It is also important that any new office development promotes street life. In recent years in the UK landlords are finding it difficult to let offices on small business parks where there are no facilities and the bigger ones are trying to add residential so they can support more shops and services. It has been noted that many current park occupiers are looking at town centre locations because of the better public transport and the retail and leisure that is there.
The implication being the competitive advantage a city centre offers is it's environment, with other offices, retail and restaurants a short walk from your desk. New office buildings should be hard against the sidewalk with ground floor retail/lesiure units. It really does not matter about anything else as long your streets are filled with active uses and the sidewalks have people on them all day long.
I driven a few US cities downtowns that looked like they had been evacuated, they'd turned themselves into a business park that was a bit denser than the suburban ones.
The key to city centre vitality is a dense residential hinterland. If there were a 100,000 people with a mile of the metro line between downtown and Indian rd, for example then there would be sufficient population to support a diverse retail and leisure scene. This in turn would attract more office occupiers and a virtuous circle.
Getting from here to there is the difficult part.
But if Phoenix resumes it's growth it should not be too hard to get a 200,000 people out 5 million to live in a dense inner core.
The city should concentrate on making the core as attractive as possible to business and residents and have the correct zoning policies so the right form of development occurs.
I've drawn a few quick maps to give you an idea about what is needed. The actual boundaries of these lines don't matter it is just to illustrate broad principles.
Light blue - zone for increased density, multifamily and row homes.
Pale red - employment led mixed use at increased density. New development built to streetwall, active ground floor uses.

● Data extract

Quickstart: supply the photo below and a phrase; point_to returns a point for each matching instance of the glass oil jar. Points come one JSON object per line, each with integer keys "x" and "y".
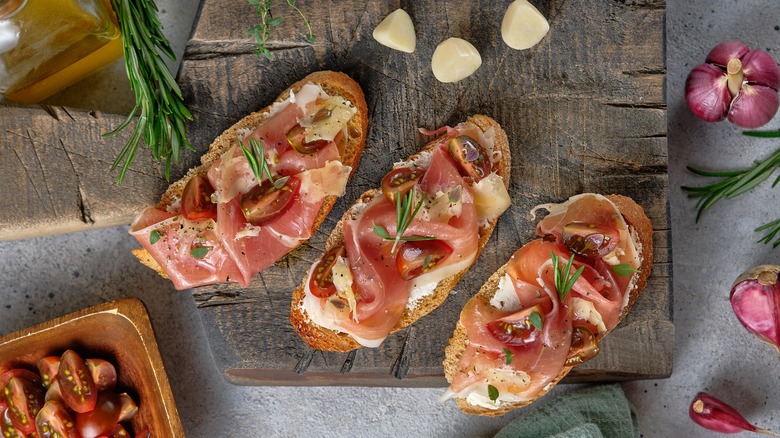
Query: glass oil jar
{"x": 47, "y": 45}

● Exercise tasks
A) Answer these questions using the downtown development text:
(i) Why are many current park occupiers looking at town centre locations?
(ii) What does the text call the key to city centre vitality?
(iii) On the maps, what is the light blue zone for?
B) Turn the paragraph in the downtown development text that begins "It is also important that any new office development" into a short bulleted list that keeps its main facts.
C) According to the downtown development text, what does a city centre offer a short walk from your desk? List each item.
The material above is separate from the downtown development text.

● Responses for each task
A)
(i) Because of the better public transport and the retail and leisure there.
(ii) A dense residential hinterland.
(iii) Increased density, multifamily and row homes.

B)
- New office development should promote street life.
- In the UK, landlords are finding it hard to let offices on small business parks with no facilities.
- The bigger parks are trying to add housing so they can support more shops and services.
- Many current park occupiers are looking at town centre locations for the better public transport and the retail and leisure there.

C)
- Other offices
- Retail
- Restaurants